↓↓↓

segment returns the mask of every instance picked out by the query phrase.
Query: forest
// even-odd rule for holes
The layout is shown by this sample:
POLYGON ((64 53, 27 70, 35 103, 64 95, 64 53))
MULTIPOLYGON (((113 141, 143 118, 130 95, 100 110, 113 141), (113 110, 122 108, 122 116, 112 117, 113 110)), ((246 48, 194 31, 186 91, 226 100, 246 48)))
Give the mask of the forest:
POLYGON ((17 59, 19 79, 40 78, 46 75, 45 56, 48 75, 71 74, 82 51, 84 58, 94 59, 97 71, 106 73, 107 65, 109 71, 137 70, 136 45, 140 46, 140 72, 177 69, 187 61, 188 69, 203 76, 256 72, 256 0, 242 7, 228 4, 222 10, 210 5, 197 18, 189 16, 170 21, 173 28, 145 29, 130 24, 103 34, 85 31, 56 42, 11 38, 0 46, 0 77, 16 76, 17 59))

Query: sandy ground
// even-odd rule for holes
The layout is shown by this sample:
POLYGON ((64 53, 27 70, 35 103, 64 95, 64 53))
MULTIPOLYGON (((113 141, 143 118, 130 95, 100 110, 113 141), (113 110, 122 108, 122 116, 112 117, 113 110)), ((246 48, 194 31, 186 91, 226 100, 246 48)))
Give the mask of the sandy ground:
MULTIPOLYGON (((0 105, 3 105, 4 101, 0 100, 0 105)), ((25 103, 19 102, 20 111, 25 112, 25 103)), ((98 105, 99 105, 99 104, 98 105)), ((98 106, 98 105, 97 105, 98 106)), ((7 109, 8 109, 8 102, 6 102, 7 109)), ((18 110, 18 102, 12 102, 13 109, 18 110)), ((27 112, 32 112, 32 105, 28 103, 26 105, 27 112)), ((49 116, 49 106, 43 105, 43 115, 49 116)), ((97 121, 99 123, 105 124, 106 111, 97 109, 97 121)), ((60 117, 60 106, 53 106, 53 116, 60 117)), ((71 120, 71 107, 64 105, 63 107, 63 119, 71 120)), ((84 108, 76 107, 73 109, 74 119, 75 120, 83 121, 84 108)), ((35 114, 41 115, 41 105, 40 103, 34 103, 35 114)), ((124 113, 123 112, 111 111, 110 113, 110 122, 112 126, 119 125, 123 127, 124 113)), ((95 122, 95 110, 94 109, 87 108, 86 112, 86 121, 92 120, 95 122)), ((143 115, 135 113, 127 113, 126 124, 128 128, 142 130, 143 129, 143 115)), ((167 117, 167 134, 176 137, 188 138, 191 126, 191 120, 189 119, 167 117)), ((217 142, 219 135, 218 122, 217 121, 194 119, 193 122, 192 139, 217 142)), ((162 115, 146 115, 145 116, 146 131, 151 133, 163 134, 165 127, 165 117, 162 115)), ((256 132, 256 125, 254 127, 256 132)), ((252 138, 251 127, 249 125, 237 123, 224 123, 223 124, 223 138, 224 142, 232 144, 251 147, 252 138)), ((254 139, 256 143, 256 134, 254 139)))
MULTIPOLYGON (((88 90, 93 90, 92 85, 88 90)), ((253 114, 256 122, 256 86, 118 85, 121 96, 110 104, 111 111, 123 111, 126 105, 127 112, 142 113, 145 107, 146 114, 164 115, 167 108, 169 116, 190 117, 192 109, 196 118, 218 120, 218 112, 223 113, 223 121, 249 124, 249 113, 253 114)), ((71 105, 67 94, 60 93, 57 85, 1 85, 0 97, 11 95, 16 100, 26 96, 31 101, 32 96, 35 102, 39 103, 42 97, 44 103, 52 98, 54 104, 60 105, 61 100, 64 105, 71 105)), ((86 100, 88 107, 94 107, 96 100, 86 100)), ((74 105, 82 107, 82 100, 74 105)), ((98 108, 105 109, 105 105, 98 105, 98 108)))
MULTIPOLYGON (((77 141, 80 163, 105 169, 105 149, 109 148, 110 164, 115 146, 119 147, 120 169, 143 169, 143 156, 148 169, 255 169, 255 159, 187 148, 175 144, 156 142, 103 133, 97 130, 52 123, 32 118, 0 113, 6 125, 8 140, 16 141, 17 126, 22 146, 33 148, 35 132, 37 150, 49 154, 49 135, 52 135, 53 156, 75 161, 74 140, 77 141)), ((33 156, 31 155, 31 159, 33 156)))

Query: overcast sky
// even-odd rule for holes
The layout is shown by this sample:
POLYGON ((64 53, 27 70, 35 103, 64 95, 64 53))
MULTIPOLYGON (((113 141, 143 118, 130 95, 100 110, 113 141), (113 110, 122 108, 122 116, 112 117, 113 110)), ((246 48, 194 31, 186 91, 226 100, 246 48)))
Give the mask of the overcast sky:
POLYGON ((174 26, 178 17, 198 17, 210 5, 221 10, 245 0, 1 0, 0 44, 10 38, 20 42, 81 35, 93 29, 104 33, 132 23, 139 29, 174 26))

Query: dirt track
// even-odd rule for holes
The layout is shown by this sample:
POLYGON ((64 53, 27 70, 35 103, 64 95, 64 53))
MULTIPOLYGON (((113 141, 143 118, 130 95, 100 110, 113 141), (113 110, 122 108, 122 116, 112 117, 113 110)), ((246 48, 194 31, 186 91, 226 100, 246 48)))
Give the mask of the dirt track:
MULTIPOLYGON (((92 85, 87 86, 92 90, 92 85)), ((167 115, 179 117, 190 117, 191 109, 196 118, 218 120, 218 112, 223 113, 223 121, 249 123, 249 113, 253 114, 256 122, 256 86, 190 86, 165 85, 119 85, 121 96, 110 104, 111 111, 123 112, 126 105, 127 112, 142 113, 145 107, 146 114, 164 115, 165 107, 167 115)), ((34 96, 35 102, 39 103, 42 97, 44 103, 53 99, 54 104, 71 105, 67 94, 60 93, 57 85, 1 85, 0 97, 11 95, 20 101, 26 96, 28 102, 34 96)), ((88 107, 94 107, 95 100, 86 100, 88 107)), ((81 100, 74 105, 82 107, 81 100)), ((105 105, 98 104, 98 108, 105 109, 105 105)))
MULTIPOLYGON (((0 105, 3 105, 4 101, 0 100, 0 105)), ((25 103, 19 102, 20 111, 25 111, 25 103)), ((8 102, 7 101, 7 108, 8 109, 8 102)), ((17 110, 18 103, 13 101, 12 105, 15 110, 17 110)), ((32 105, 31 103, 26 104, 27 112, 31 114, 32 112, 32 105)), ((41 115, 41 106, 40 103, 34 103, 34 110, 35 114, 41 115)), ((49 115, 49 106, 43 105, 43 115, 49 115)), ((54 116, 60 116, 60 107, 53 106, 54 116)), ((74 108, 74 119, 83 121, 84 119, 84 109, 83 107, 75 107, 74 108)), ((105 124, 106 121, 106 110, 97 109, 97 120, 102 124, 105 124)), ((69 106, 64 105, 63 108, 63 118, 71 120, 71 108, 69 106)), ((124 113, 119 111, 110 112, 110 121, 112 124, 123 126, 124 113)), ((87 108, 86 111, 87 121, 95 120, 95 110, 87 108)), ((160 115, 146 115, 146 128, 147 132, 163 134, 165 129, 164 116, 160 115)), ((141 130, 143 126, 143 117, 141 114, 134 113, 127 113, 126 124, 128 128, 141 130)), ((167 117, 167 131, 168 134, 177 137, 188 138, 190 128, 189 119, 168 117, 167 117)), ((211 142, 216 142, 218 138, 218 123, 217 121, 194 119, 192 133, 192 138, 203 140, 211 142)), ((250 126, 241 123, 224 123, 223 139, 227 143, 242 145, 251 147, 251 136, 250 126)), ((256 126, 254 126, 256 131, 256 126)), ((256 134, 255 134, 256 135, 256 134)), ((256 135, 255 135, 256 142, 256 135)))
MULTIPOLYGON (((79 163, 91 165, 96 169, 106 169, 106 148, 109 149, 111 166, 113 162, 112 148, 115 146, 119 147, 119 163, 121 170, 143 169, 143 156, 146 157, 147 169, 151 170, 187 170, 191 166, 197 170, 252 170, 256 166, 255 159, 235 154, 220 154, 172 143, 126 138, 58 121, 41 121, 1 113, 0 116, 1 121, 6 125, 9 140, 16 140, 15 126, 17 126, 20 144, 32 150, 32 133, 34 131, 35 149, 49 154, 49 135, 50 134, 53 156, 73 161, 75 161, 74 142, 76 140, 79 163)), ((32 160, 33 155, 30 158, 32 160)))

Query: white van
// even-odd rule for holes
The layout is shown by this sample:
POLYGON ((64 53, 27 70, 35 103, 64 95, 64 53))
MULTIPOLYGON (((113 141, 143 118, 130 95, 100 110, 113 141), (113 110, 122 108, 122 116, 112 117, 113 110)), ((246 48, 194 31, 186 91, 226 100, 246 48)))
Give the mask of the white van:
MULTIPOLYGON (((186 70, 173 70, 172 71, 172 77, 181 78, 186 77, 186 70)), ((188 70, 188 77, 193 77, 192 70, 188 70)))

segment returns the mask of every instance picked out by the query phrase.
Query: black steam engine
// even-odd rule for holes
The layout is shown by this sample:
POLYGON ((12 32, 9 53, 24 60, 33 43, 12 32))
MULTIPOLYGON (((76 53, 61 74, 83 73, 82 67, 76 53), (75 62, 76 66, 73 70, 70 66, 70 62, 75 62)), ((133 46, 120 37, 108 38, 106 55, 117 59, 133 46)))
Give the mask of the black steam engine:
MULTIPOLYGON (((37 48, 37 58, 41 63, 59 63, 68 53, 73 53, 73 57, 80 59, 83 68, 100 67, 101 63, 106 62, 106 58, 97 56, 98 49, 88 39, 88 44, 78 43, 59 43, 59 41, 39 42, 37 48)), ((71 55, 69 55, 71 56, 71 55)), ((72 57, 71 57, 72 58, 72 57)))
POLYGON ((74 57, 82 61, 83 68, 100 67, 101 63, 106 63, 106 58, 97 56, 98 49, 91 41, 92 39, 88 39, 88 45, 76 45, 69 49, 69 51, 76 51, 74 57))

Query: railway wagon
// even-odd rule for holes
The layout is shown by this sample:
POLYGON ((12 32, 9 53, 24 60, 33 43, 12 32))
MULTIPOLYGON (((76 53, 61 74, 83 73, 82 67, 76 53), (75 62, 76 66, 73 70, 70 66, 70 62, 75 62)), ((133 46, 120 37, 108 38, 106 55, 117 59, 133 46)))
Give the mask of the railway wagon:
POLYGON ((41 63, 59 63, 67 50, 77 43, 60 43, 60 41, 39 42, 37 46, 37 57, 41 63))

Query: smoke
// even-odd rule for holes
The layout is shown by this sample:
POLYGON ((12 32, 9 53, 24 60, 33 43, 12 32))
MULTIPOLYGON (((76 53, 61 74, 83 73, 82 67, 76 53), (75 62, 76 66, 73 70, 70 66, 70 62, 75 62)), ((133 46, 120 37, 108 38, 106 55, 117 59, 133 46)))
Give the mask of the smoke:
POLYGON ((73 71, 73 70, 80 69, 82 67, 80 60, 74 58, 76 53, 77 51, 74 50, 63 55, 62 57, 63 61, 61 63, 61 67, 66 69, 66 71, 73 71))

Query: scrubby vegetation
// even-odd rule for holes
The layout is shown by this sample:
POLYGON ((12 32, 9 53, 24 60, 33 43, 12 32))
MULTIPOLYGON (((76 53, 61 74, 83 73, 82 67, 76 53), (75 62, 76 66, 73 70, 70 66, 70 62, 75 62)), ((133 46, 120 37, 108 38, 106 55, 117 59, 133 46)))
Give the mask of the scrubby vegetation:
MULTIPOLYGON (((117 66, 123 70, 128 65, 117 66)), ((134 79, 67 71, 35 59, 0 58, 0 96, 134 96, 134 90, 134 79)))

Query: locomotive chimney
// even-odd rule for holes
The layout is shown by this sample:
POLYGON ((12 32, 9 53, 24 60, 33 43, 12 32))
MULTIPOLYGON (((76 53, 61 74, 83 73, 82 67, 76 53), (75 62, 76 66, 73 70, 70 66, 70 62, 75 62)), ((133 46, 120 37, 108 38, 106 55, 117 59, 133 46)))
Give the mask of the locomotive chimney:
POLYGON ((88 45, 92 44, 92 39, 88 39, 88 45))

↑↑↑

Set task = Reproduce the material verbatim, starting at the line that contains "Query: railway wagon" and continuing through its final line.

Full response =
Query: railway wagon
// even-odd rule for holes
The layout is shown by this sample:
POLYGON ((12 32, 9 53, 24 60, 33 43, 12 32))
MULTIPOLYGON (((76 53, 61 74, 83 73, 82 67, 76 53), (75 62, 76 66, 73 70, 70 66, 70 62, 75 62)), ((133 46, 120 37, 108 38, 106 55, 117 59, 133 46)))
Give the mask of the railway wagon:
POLYGON ((41 63, 59 63, 67 50, 77 43, 60 43, 60 41, 39 42, 37 46, 37 57, 41 63))

Query: smoke
// even-odd rule for holes
The layout is shown by this sample:
POLYGON ((12 32, 9 53, 24 60, 33 43, 12 32))
MULTIPOLYGON (((76 53, 61 74, 83 73, 82 67, 76 53), (75 62, 76 66, 73 70, 70 66, 70 62, 75 62)), ((133 46, 120 37, 108 38, 106 55, 117 59, 133 46)))
Give the mask of the smoke:
POLYGON ((73 71, 73 70, 80 69, 82 67, 80 60, 74 58, 76 53, 77 51, 74 50, 63 55, 62 57, 63 61, 61 63, 61 67, 66 69, 66 71, 73 71))

Query: scrubby vegetation
// even-odd rule for holes
The layout is shown by this sample:
POLYGON ((12 32, 9 53, 24 60, 33 43, 12 32))
MULTIPOLYGON (((76 53, 61 74, 83 73, 82 67, 76 53), (75 62, 76 66, 73 70, 70 66, 70 62, 75 62)), ((133 46, 120 37, 108 38, 106 55, 117 59, 133 46)))
Give the mask of the scrubby vegetation:
MULTIPOLYGON (((117 66, 123 70, 128 65, 117 66)), ((134 79, 67 71, 35 59, 0 58, 0 96, 134 96, 134 90, 134 79)))

Query: locomotive chimney
// even-odd rule for holes
The layout is shown by this sample:
POLYGON ((12 32, 9 53, 24 60, 33 43, 12 32))
MULTIPOLYGON (((76 53, 61 74, 83 73, 82 67, 76 53), (75 62, 76 66, 73 70, 70 66, 70 62, 75 62)), ((133 46, 120 37, 108 38, 106 55, 117 59, 133 46)))
Give the mask of the locomotive chimney:
POLYGON ((88 45, 92 44, 92 39, 88 39, 88 45))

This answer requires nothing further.